▶ [RECORDS SUPPLIED]
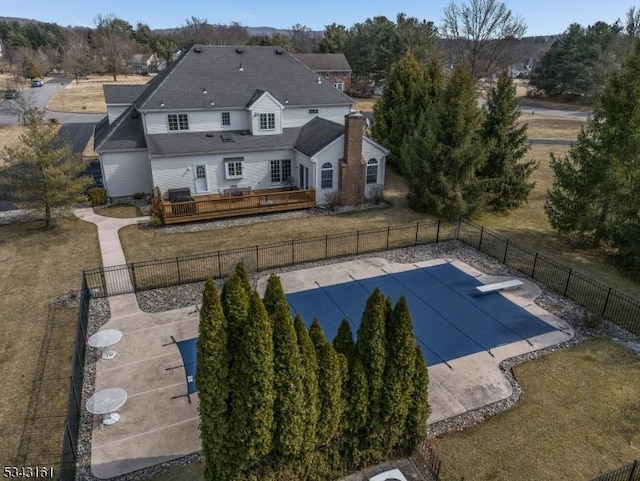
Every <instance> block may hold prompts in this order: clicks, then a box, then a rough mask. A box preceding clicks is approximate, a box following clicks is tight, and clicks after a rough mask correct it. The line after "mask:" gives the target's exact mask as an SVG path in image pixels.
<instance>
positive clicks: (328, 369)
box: [309, 319, 344, 446]
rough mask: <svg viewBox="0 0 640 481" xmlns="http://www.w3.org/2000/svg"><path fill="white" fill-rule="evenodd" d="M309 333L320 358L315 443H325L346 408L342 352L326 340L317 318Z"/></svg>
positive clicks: (314, 346) (309, 335) (338, 428)
mask: <svg viewBox="0 0 640 481" xmlns="http://www.w3.org/2000/svg"><path fill="white" fill-rule="evenodd" d="M309 337H310V338H311V342H313V346H314V348H315V351H316V358H317V360H318V399H319V407H320V411H319V415H318V424H317V427H316V433H317V437H316V443H317V445H318V446H325V445H327V444H328V443H330V442H331V441H332V440H333V439H334V438H335V437H336V436H337V435H338V434H339V429H340V421H341V417H342V414H343V411H344V405H343V399H342V381H343V380H342V366H341V362H342V361H341V357H343V356H342V354H338V353H337V352H336V351H335V349H334V348H333V346H331V344H330V343H329V342H328V341H327V340H326V338H325V336H324V332H323V331H322V328H321V327H320V324H319V323H318V320H317V319H314V320H313V323H312V324H311V328H310V329H309Z"/></svg>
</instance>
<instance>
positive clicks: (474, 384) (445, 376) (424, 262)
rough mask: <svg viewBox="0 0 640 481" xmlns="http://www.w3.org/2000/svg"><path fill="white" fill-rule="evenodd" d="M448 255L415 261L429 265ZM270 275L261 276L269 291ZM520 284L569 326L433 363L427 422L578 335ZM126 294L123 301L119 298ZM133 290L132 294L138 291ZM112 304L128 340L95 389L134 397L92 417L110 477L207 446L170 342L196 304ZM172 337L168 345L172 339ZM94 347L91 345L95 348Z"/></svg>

▶ [EXERCISE DESCRIPTION] Recast the lines above as a Markdown table with the columns Row and Line text, skipping any blank lines. Leave the pictures out of the table.

▶ [SOLVED EXERCISE]
| Row | Line text |
|---|---|
| 1 | Every <instance> block may hold prompts in this order: clicks, then a box, then a rough mask. A box preceding clicks is approximate, a box following clicks is tight, and clicks after a rough mask correct it. The line after "mask:" gives the target's exact mask as an SVG path in image pixels. |
| 2 | <instance> |
| 3 | positive clicks: (328, 369) |
| 4 | box: [309, 319, 344, 446] |
| 5 | rough mask: <svg viewBox="0 0 640 481" xmlns="http://www.w3.org/2000/svg"><path fill="white" fill-rule="evenodd" d="M309 333L320 358L315 443H325L346 408L342 352L326 340L317 318Z"/></svg> |
| 6 | positive clicks: (314, 346) (309, 335) (338, 428) |
| 7 | mask: <svg viewBox="0 0 640 481" xmlns="http://www.w3.org/2000/svg"><path fill="white" fill-rule="evenodd" d="M309 337H310V338H311V342H313V346H314V348H315V351H316V358H317V360H318V399H319V407H320V411H319V415H318V424H317V427H316V433H317V437H316V443H317V445H318V446H325V445H327V444H328V443H330V442H331V441H332V440H333V439H334V438H335V437H336V436H337V435H338V434H339V429H340V421H341V417H342V414H343V411H344V405H343V399H342V381H343V380H342V366H341V362H342V361H341V357H343V356H342V354H338V353H337V352H336V351H335V349H334V348H333V346H331V344H330V343H329V342H328V341H327V340H326V338H325V336H324V332H323V331H322V328H321V327H320V324H319V323H318V320H317V319H314V320H313V323H312V324H311V328H310V329H309Z"/></svg> |
| 8 | </instance> |
| 9 | <instance> |
| 10 | positive clicks: (474, 384) (445, 376) (424, 262) |
| 11 | rough mask: <svg viewBox="0 0 640 481" xmlns="http://www.w3.org/2000/svg"><path fill="white" fill-rule="evenodd" d="M448 255L415 261L429 265ZM270 275L261 276L269 291ZM520 284L569 326L433 363L427 422L578 335ZM126 294L123 301L119 298ZM133 290L132 294L138 291ZM112 304L128 340L95 389L134 397L92 417L110 477L207 446L170 342L196 304ZM172 337L168 345L172 339ZM94 347L91 345L95 348Z"/></svg> |